▶ _Try it_:
Of the entries below, return only those lines from the line with "498L1243 469L1162 454L1043" to the line with "positive clicks: (1029, 489)", exactly, both included.

▶ _Input_:
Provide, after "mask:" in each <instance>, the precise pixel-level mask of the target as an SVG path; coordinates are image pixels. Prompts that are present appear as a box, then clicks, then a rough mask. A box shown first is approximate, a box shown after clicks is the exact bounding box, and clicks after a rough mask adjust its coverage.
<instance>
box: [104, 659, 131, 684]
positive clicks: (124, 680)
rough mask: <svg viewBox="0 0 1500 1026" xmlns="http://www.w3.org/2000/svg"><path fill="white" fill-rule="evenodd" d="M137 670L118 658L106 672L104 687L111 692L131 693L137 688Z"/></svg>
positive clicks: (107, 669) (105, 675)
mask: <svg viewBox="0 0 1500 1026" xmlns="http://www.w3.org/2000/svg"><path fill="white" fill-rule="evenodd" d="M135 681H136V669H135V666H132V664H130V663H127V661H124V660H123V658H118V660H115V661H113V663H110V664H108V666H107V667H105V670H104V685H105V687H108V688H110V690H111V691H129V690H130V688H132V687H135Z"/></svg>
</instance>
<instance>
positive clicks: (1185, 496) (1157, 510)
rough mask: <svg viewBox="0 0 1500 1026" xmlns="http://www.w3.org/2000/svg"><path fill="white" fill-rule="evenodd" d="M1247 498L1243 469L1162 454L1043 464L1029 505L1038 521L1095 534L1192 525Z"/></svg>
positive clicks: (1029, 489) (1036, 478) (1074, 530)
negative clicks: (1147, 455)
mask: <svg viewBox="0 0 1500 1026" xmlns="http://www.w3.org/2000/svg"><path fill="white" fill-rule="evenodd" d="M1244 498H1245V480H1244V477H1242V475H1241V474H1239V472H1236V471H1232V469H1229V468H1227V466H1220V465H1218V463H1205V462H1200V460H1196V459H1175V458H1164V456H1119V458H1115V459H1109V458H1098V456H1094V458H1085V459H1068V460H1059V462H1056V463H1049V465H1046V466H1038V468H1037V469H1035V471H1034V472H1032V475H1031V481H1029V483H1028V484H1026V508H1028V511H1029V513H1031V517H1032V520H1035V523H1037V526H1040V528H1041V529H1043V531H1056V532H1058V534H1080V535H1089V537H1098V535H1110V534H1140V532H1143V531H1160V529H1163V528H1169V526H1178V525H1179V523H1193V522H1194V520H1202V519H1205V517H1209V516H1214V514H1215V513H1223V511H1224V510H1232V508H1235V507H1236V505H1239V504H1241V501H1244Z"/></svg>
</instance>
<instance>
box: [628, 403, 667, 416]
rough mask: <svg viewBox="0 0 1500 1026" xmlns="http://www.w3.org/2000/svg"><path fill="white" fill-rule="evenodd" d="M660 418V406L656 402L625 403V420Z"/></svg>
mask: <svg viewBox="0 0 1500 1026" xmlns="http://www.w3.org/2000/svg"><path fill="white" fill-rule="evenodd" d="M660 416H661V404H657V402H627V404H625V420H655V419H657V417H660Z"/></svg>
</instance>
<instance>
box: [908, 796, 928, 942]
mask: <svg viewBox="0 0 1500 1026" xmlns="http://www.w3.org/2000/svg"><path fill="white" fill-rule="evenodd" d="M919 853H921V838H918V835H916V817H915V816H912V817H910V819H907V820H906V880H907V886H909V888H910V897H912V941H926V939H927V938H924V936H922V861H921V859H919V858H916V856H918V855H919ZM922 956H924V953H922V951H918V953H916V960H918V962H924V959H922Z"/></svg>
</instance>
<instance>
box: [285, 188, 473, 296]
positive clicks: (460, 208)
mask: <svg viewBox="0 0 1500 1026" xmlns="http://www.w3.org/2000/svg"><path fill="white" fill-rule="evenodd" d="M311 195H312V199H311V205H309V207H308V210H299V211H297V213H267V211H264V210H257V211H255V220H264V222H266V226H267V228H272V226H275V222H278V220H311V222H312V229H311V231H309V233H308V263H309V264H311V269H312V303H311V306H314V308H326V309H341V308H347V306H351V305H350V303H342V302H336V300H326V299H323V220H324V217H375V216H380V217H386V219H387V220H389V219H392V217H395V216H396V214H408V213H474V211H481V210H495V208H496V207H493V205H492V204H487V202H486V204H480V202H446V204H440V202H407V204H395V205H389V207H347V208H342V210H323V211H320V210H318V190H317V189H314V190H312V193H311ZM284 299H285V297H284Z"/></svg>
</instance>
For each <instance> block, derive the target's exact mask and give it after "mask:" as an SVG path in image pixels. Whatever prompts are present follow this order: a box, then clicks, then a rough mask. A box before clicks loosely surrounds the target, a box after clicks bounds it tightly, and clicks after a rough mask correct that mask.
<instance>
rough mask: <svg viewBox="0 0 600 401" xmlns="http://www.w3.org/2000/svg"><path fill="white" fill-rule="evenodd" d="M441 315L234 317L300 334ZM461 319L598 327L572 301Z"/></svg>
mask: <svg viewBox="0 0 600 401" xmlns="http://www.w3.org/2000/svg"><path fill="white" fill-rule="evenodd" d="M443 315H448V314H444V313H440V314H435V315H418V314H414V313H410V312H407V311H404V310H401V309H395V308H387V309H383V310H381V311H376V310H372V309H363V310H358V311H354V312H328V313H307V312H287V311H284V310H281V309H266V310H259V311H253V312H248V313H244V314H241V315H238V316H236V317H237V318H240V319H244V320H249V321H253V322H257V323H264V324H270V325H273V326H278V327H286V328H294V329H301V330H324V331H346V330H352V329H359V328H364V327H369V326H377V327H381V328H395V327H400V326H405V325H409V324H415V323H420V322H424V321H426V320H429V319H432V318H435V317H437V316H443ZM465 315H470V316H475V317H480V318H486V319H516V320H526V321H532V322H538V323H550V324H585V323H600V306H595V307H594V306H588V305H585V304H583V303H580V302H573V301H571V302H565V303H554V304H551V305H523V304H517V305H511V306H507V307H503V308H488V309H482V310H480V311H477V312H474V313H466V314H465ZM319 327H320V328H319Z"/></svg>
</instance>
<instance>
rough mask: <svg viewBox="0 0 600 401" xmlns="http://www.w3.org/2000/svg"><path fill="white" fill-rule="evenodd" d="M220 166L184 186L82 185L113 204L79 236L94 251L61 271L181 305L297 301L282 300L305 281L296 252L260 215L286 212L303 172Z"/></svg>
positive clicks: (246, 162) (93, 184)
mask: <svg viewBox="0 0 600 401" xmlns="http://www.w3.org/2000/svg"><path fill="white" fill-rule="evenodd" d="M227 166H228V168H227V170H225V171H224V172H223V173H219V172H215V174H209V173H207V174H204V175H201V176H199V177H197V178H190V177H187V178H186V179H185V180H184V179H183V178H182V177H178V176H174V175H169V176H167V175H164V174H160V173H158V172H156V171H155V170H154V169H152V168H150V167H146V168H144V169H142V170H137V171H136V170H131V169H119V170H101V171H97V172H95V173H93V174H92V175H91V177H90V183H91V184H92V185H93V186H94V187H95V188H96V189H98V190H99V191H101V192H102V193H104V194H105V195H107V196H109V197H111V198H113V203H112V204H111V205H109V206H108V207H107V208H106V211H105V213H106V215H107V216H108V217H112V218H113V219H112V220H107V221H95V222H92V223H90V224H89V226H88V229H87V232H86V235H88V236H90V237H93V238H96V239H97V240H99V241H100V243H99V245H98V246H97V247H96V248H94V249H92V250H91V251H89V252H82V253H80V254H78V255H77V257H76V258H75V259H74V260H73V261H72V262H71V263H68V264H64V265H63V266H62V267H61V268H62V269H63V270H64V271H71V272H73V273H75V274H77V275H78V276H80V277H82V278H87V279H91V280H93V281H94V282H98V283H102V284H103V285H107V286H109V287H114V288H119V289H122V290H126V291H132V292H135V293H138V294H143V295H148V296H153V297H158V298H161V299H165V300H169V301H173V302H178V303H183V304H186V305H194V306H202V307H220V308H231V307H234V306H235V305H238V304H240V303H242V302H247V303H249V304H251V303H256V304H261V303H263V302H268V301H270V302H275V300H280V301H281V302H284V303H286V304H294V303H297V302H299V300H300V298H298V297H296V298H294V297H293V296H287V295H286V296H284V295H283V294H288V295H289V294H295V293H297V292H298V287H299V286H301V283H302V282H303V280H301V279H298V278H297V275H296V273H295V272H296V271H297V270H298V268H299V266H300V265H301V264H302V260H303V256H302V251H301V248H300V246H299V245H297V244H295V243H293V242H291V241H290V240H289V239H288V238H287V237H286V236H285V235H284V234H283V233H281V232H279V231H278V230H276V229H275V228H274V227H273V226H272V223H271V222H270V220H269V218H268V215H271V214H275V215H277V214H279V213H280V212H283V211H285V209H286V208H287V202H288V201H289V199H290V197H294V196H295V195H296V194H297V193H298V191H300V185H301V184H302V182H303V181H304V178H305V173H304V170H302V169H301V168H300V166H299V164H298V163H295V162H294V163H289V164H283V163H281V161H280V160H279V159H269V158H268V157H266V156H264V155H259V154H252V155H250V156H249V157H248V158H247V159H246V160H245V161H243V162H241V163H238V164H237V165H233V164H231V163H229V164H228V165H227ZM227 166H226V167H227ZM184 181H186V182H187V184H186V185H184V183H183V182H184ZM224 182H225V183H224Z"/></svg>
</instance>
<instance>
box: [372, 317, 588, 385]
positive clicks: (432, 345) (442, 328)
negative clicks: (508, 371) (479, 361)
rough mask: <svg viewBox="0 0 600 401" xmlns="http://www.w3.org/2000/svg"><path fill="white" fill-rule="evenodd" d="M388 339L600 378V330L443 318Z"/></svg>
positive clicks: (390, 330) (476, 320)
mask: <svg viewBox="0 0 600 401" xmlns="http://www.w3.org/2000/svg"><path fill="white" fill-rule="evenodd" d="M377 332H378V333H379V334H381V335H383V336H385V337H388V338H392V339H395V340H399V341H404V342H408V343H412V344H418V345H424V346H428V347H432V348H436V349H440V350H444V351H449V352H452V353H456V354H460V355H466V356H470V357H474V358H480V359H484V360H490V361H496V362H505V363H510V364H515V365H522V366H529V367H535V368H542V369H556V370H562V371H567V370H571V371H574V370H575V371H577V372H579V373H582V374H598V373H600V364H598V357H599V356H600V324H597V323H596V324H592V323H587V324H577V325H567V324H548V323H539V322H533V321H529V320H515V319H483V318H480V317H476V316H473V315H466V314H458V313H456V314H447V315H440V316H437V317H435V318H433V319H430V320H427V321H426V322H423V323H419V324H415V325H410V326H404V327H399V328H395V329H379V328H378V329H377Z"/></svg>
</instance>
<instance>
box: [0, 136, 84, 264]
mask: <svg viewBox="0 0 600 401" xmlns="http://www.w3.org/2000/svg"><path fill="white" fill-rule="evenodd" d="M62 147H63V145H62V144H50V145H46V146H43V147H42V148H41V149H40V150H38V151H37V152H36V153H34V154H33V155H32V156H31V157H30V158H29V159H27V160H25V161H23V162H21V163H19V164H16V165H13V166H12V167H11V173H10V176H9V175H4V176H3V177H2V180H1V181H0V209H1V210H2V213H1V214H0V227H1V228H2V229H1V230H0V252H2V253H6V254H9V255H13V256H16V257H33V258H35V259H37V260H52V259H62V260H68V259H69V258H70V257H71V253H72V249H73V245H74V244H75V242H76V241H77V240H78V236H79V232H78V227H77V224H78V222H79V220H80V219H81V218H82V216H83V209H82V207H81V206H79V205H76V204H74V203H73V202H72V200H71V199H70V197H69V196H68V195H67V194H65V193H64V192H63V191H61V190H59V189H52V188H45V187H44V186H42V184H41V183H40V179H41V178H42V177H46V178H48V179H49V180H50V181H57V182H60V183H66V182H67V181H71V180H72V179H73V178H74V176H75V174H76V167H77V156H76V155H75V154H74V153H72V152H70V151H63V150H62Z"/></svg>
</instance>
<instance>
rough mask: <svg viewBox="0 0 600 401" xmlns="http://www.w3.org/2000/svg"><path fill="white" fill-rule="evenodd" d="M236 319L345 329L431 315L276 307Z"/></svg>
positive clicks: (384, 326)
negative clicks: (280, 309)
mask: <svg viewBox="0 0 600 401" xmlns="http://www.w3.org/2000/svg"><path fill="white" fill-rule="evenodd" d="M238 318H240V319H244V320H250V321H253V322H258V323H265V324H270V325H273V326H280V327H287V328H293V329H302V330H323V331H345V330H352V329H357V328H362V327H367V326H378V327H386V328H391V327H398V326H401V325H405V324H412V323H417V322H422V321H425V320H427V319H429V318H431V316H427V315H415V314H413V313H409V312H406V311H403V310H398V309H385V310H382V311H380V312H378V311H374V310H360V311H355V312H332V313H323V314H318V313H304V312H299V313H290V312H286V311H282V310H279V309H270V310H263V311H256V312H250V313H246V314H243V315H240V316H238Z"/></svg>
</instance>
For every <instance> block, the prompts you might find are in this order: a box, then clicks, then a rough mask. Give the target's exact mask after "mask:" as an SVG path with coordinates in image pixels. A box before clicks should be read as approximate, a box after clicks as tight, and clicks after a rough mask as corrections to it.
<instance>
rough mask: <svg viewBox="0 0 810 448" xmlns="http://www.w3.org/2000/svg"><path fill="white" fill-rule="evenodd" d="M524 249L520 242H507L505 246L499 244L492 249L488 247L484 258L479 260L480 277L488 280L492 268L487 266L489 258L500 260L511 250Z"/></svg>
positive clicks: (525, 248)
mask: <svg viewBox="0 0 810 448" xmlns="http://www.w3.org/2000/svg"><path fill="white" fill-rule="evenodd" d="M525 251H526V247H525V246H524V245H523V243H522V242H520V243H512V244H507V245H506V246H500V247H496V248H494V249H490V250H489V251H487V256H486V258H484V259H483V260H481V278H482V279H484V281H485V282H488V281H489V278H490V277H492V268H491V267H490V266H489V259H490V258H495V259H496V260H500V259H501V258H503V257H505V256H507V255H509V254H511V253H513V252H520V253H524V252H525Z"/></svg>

▶ _Output of the exercise_:
rough mask: <svg viewBox="0 0 1500 1026" xmlns="http://www.w3.org/2000/svg"><path fill="white" fill-rule="evenodd" d="M1247 498L1243 469L1162 454L1043 464L1029 505L1038 521L1095 534L1192 525Z"/></svg>
positive clicks: (1029, 489) (1036, 478) (1074, 530)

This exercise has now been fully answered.